**Textauszug**
BUND-Handbuch: Radverkehr selber machen

Rückenwind für den Radverkehr

In den letzten Jahren ist eine neue Fahrrad-Bewegung entstanden. Ob Critical Mass, Fahrrad-Sternfahrten oder Protestaktionen für geschützte Radfahrstreifen: Zigtausend Menschen machen Jahr für Jahr fürs Radfahren mobil.

Das Erfolgsrezept der neuen Fahrradbewegung: Sie fordert konkrete politische Veränderungen auf lokaler Ebene ein. So engagieren sich immer mehr Menschen in der Stadt- und Kommunalpolitik und erwirken den konkreten Ausbau der Radinfrastruktur vor Ort.

Das Momentum ist da. Machen Sie mit. Auf dieser Seite – und ausführlicher in unserem Handbuch – erklären wir, wie Sie mehr Radwege, Fahrradparkplätze und Fahrradstraßen bei Ihnen vor Ort realisieren können.

Ansprechpartner*in

Team Engagement und Mitmachen


E-Mail schreiben Tel.: + 49 30 275 86-550

Das Handbuch bietet Tipps und Fachwissen auf 20 Seiten.

**Bildannotationsdaten**

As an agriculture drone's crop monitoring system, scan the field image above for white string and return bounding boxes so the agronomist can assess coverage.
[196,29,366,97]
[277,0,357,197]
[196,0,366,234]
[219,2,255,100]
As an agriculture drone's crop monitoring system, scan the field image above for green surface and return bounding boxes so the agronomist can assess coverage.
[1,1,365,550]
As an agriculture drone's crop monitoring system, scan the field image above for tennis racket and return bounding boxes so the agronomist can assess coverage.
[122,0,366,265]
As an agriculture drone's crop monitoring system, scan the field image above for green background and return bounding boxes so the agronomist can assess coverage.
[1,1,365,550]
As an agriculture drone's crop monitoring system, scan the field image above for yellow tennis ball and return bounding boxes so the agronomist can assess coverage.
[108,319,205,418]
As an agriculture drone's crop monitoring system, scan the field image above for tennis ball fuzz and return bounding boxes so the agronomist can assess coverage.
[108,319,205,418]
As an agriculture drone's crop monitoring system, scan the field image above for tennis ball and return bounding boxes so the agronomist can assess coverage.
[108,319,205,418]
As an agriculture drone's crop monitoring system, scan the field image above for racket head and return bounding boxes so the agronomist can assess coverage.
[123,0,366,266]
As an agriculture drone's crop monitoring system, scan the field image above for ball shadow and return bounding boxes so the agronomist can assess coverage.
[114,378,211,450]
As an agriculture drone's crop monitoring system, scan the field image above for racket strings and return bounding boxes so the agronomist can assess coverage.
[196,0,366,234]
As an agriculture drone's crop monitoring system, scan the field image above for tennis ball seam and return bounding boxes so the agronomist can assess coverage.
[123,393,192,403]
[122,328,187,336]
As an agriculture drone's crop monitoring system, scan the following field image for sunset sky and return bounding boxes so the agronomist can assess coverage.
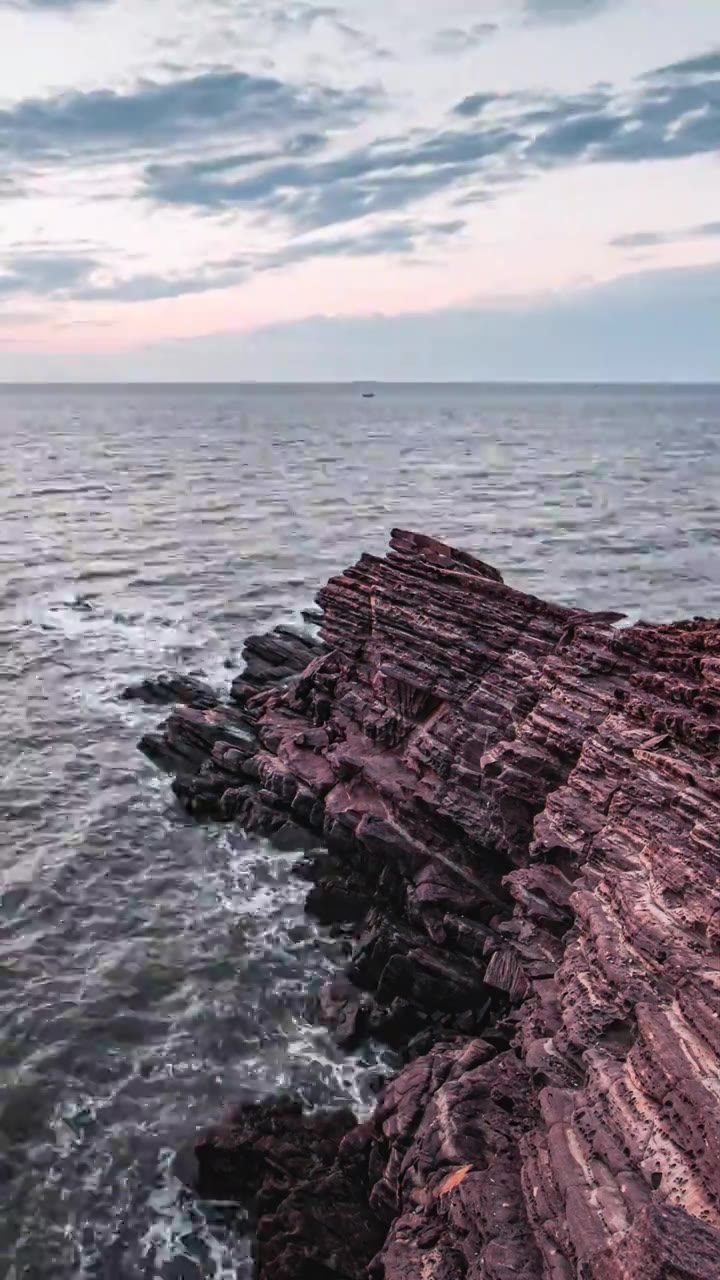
[0,0,720,381]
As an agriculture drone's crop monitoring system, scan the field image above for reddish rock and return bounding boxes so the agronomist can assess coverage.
[142,531,720,1280]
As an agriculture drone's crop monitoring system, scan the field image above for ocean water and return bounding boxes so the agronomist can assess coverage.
[0,387,720,1280]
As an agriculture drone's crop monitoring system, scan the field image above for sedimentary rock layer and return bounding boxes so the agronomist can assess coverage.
[145,531,720,1280]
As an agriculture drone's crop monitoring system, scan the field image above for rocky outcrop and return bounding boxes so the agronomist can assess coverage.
[145,531,720,1280]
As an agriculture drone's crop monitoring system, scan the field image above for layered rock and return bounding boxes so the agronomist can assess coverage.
[139,531,720,1280]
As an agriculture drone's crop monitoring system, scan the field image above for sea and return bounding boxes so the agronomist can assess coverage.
[0,385,720,1280]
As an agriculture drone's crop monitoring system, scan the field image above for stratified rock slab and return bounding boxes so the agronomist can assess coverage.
[140,531,720,1280]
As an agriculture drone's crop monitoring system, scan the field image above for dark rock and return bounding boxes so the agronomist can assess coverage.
[190,1100,384,1280]
[135,531,720,1280]
[122,672,219,710]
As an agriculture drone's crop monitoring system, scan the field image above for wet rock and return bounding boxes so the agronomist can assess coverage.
[141,530,720,1280]
[122,672,219,710]
[190,1100,384,1280]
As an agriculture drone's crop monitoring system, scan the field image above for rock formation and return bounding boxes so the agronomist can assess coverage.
[137,531,720,1280]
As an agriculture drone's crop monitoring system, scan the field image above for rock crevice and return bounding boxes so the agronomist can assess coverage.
[145,530,720,1280]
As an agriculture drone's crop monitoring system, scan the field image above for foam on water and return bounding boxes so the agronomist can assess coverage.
[0,388,720,1280]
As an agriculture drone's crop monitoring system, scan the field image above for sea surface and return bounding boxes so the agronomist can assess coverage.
[0,387,720,1280]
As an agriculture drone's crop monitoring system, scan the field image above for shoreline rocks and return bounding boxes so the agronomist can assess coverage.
[137,530,720,1280]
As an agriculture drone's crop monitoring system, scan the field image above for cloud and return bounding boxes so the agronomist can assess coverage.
[525,0,615,23]
[0,252,97,297]
[430,22,500,54]
[143,46,720,232]
[0,219,465,303]
[0,70,373,161]
[647,49,720,79]
[0,0,106,14]
[7,262,720,381]
[610,223,720,248]
[145,127,520,230]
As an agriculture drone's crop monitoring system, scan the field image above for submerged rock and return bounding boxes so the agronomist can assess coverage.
[140,531,720,1280]
[122,672,220,710]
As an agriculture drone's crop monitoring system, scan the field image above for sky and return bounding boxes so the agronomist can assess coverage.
[0,0,720,381]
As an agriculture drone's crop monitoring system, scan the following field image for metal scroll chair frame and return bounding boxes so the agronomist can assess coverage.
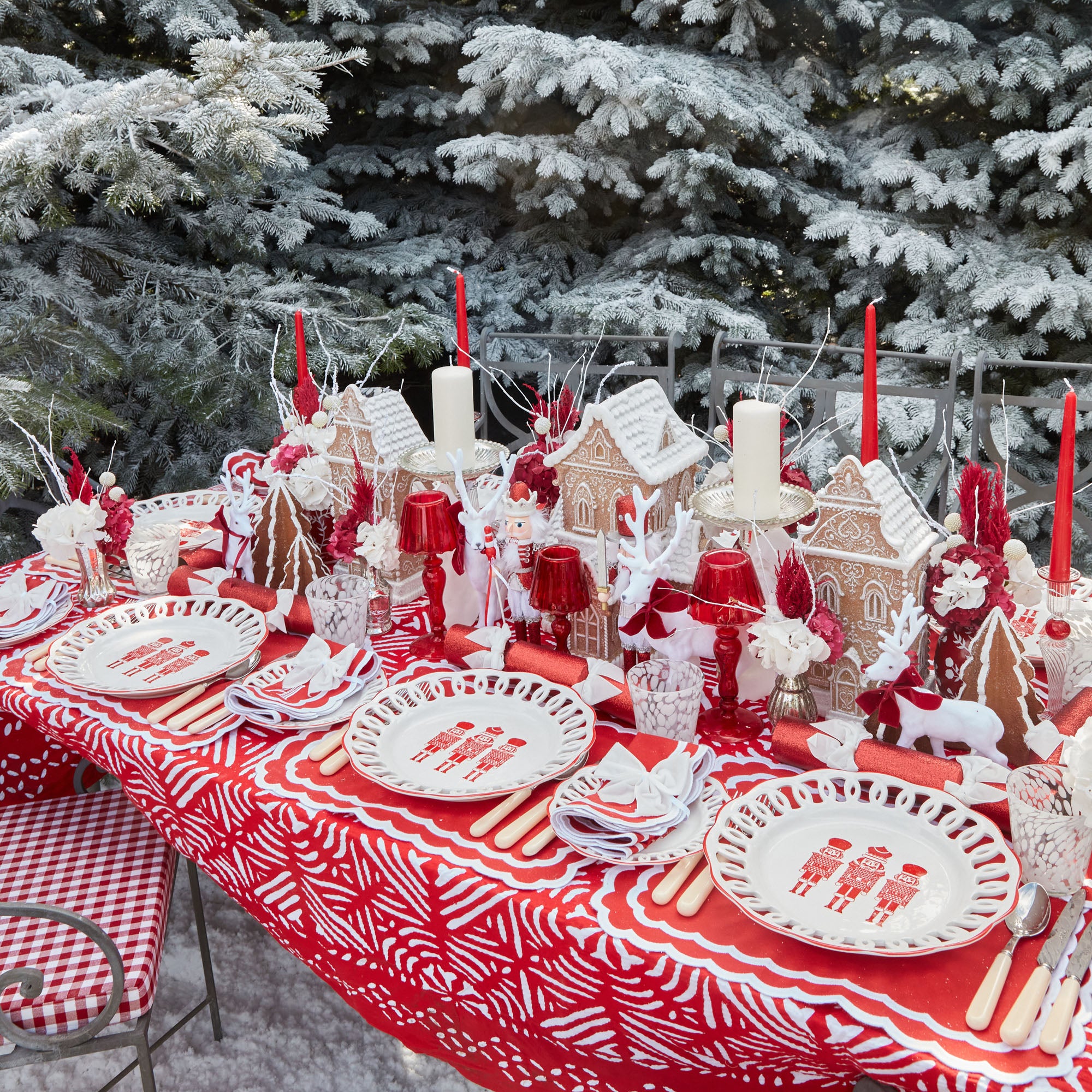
[478,329,682,450]
[709,331,963,520]
[0,768,224,1092]
[971,353,1092,541]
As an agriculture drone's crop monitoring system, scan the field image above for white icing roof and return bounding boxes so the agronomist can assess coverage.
[342,383,428,463]
[543,379,709,485]
[850,455,937,562]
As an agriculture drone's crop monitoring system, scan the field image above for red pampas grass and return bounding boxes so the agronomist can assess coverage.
[64,448,95,505]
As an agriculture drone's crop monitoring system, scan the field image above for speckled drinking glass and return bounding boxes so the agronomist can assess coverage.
[1006,763,1092,898]
[126,523,181,595]
[306,572,370,649]
[626,660,705,744]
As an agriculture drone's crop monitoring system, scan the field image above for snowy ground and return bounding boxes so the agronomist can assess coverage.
[0,869,880,1092]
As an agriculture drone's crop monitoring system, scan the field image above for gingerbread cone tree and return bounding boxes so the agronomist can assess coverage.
[252,480,325,594]
[960,607,1043,770]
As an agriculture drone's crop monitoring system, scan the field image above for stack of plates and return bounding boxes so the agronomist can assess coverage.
[0,573,72,649]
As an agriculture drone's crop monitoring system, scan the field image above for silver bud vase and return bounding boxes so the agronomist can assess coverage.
[765,675,819,724]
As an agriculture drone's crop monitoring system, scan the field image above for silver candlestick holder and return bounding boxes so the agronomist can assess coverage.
[399,440,508,483]
[1038,566,1081,720]
[689,482,816,548]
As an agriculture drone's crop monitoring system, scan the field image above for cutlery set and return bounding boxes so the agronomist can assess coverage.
[966,883,1092,1054]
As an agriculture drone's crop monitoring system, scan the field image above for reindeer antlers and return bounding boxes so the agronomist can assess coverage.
[879,595,928,654]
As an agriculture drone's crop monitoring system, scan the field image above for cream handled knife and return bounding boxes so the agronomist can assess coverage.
[1001,888,1084,1046]
[1038,928,1092,1054]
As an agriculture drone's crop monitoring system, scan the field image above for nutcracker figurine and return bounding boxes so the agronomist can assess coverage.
[607,496,661,672]
[792,838,853,895]
[827,845,891,914]
[868,865,926,925]
[499,482,548,644]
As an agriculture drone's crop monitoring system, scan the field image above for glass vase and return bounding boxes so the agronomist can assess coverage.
[75,543,118,610]
[368,566,394,637]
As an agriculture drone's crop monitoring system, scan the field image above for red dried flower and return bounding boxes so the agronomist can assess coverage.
[64,448,95,505]
[270,443,307,474]
[774,549,815,618]
[808,602,845,664]
[512,448,561,510]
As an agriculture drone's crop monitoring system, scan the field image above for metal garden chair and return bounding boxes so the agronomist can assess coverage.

**Schriftliche Aufgaben**
**1.** Erläutern Sie nach dem Text über den Radverkehr, worin das Erfolgsrezept der neuen Fahrradbewegung besteht und was daraus folgt.
**2.** Auf wie vielen Seiten bietet das im Text über den Radverkehr genannte Handbuch Tipps und Fachwissen?
**3.** Setzen Sie den Text über den Radverkehr im Anschluss an seinen letzten Satz fort.

**Die Antworten**
**1.** Die neue Fahrradbewegung fordert konkrete politische Veränderungen auf lokaler Ebene ein. Deshalb engagieren sich immer mehr Menschen in der Stadt- und Kommunalpolitik und erwirken den konkreten Ausbau der Radinfrastruktur vor Ort.

**2.** Auf 20 Seiten.

**3.**
Mit diesem Handbuch möchten wir BUND-Aktiven eine Handreichung geben, wie sie konkret dazu beitragen können, dass Maßnahmen für mehr Radverkehr möglichst schnell und wirksam die Straßen verändern. Es gibt inzwischen viel Wissen dazu, wie der Radverkehr vor
Ort „von unten“ gestärkt werden kann und welche Hindernisse es hierbei wie zu überwinden gibt. Dieses haben wir in diesem Handbuch zusammengetragen und dafür auch Interviews mit Wissenschaftler*innen und BUND-Aktiven geführt.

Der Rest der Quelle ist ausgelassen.